**Text**:
%%

The Apostolic Fathers: Editions and Translations

Manuscripts and Editions of Early Christian Texts (MEECT)

Manuscripts and Editions of Early Christian Texts (MEECT) is a series of Research Guides based on case studies. It seeks to demonstrate the significance of the work that has been done by libraries and other institutions which digitize medieval manuscripts. My aim is to make it easier for scholars to find digitized manuscripts as well as manuscripts listed in digital catalogues. Furthermore, these guides seek to create a dialogue between scholars and institutions serving the digital revolution in the study of the European cultural heritage.

%%

**Goal A**:
Reproduce everything in the MEECT text from "The Apostolic Fathers: Editions" down to "European cultural heritage.", swapping "scholars" for "researchers".
**Goal B**:
Pick up the text on the MEECT research guides after its last sentence and carry it forward.
The lines on this page aren't needed for any of the work.

**Recorded data**:
%%

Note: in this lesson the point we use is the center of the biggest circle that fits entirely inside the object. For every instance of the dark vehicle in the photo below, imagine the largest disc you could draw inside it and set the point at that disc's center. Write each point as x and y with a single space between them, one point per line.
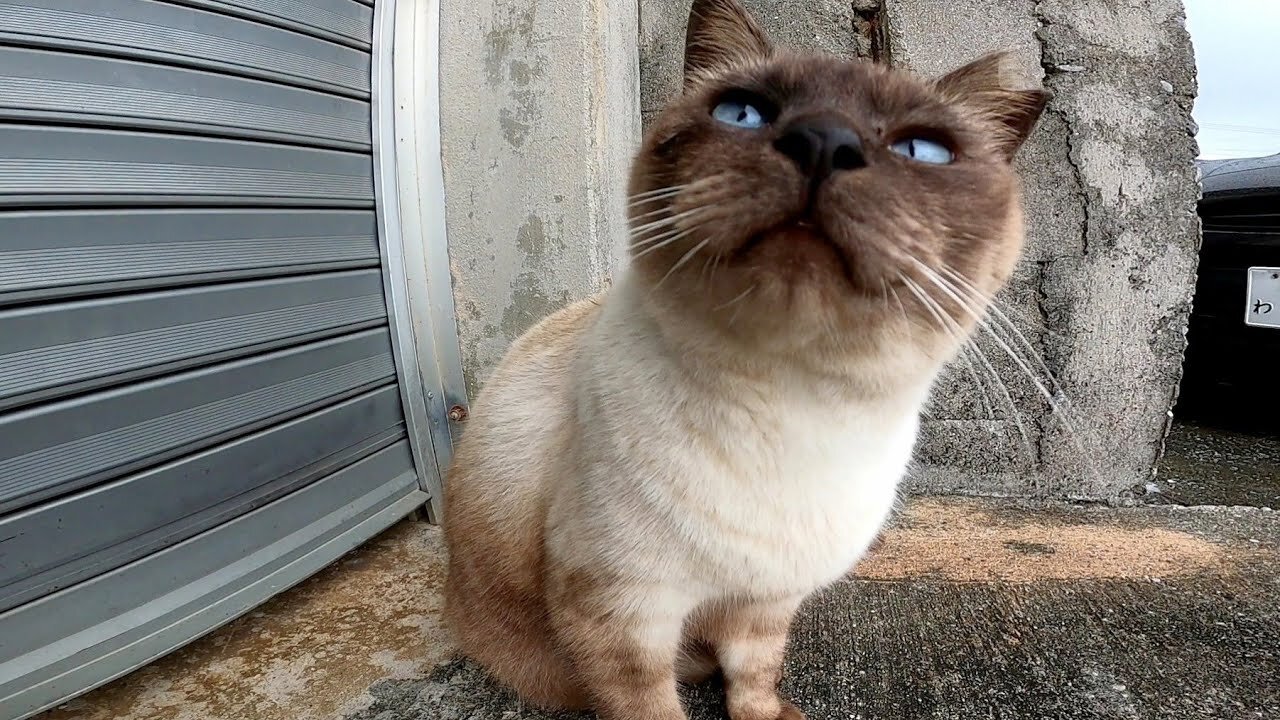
1233 356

%%

**Task answer A**:
The Apostolic Fathers: Editions and Translations

Manuscripts and Editions of Early Christian Texts (MEECT)

Manuscripts and Editions of Early Christian Texts (MEECT) is a series of Research Guides based on case studies. It seeks to demonstrate the significance of the work that has been done by libraries and other institutions which digitize medieval manuscripts. My aim is to make it easier for researchers to find digitized manuscripts as well as manuscripts listed in digital catalogues. Furthermore, these guides seek to create a dialogue between researchers and institutions serving the digital revolution in the study of the European cultural heritage.

**Task answer B**:
Apostolic Fathers: Editions, Tools and Translations

Apostolic Fathers: Introduction

In the English literature of the 16th century, the expression "Apostolic Fathers" was used in various ways for ancient authors, whose texts were considered authoritative. In 1672, J.-B. Cotelier published in Paris a collection of the writings of "Fathers who flourished in the Apostolic times". The breakthrough of the expression "Apostolical Fathers" can be traced back to William Wake, who in 1693 published a translation of the "genuine epistles of the apostolical fathers, S. Barnabas, S. Ignatius, S. Clement, S. Polycarp, the Shepherd of Hermas, and the martyrdoms of St. Ignatius and St. Polycarp". It became common to characterize apostolic fathers as esteemed Christian teachers who wrote their treatises in the middle of the 2nd century. Some of their writings were composed before the latest writings of the New Testament and some of them were written at the time of the early Christian apologists. The concept which was not chronologically exact was becoming conceptually both functional and useful.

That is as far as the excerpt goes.